-- The input follows --

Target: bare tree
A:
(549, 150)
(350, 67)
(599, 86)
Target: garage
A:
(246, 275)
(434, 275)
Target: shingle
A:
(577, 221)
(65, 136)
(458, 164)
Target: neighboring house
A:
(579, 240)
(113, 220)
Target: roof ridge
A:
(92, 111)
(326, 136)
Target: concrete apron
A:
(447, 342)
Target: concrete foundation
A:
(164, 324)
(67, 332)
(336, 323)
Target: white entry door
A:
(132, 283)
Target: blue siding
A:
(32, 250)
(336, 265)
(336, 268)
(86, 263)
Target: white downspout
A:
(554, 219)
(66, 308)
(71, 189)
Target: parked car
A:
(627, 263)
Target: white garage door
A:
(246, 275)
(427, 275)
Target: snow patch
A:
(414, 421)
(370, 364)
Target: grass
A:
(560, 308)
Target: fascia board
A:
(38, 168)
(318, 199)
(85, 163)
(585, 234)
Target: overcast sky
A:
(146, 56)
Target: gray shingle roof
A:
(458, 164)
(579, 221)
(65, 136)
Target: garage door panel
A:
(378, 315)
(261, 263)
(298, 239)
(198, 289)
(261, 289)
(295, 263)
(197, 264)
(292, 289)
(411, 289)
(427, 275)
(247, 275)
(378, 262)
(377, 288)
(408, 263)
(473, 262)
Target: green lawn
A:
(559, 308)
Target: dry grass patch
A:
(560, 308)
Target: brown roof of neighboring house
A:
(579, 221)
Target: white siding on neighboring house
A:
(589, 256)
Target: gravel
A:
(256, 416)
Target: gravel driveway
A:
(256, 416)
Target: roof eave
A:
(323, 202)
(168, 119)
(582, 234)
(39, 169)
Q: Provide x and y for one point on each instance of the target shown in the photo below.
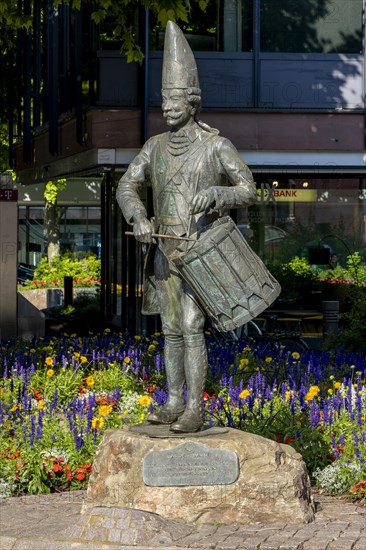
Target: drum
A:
(230, 281)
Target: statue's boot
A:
(174, 368)
(195, 365)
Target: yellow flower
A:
(105, 410)
(145, 400)
(90, 381)
(97, 423)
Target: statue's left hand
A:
(202, 201)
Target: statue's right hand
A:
(142, 229)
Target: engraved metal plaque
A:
(190, 464)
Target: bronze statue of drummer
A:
(196, 176)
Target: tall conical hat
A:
(179, 65)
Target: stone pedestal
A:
(237, 477)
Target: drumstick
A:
(160, 236)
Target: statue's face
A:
(176, 108)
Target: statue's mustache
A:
(172, 115)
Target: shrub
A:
(85, 271)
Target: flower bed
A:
(58, 395)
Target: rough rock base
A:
(272, 485)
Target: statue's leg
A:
(169, 288)
(195, 365)
(174, 368)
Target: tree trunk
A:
(52, 229)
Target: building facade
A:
(283, 80)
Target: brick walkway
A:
(54, 522)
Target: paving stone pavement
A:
(54, 522)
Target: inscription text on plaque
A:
(190, 464)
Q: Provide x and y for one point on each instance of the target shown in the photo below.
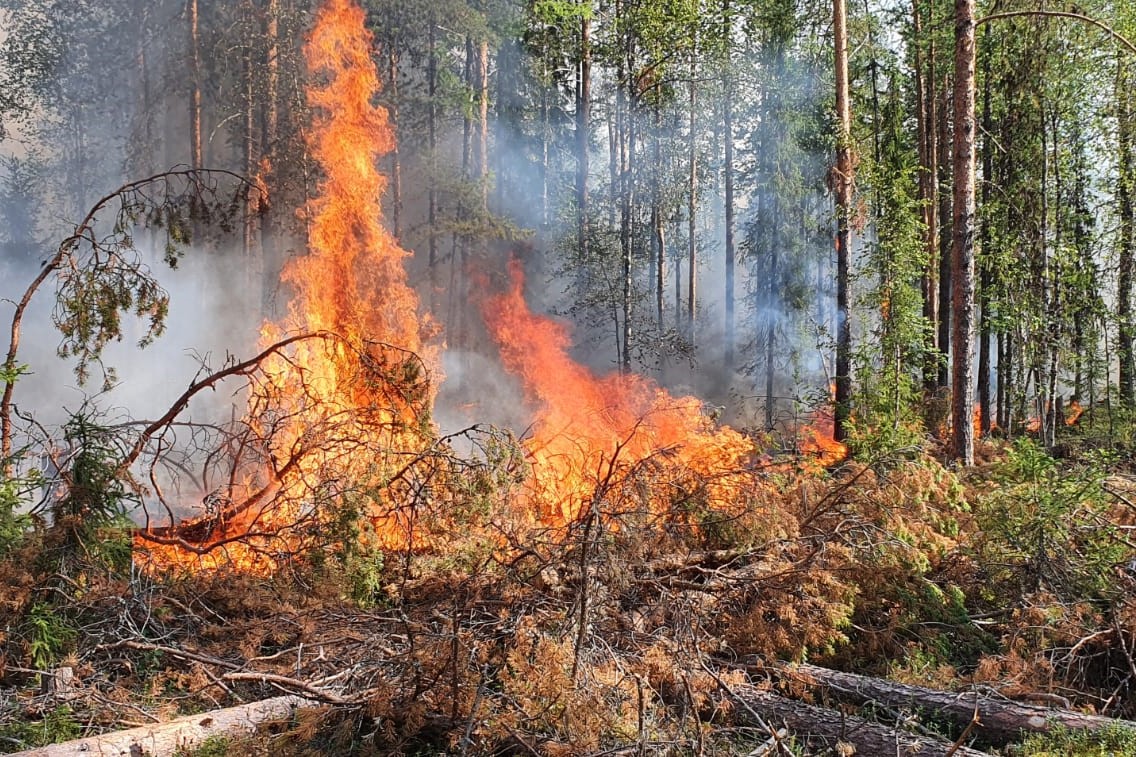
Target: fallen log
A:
(184, 733)
(762, 709)
(1000, 721)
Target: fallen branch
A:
(999, 721)
(832, 726)
(185, 733)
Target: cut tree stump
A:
(1000, 721)
(834, 728)
(164, 739)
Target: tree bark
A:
(962, 248)
(843, 188)
(583, 116)
(1126, 185)
(833, 726)
(392, 67)
(986, 274)
(182, 734)
(943, 143)
(926, 118)
(728, 176)
(1000, 721)
(432, 161)
(692, 201)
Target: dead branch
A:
(183, 733)
(833, 726)
(999, 721)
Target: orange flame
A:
(352, 283)
(1075, 412)
(591, 430)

-- The input concluded --

Please give back exactly the lines of this listing beginning at the line with "Target: parked car" and ending with the line with "Target: gray shingle roof", both included, and nothing else.

Target: parked car
A:
(627, 263)
Target: white garage door
A:
(246, 275)
(427, 275)
Target: snow patch
A:
(414, 421)
(370, 364)
Target: grass
A:
(560, 308)
Target: fascia board
A:
(38, 168)
(318, 199)
(85, 163)
(585, 234)
Target: overcast sky
A:
(146, 56)
Target: gray shingle roof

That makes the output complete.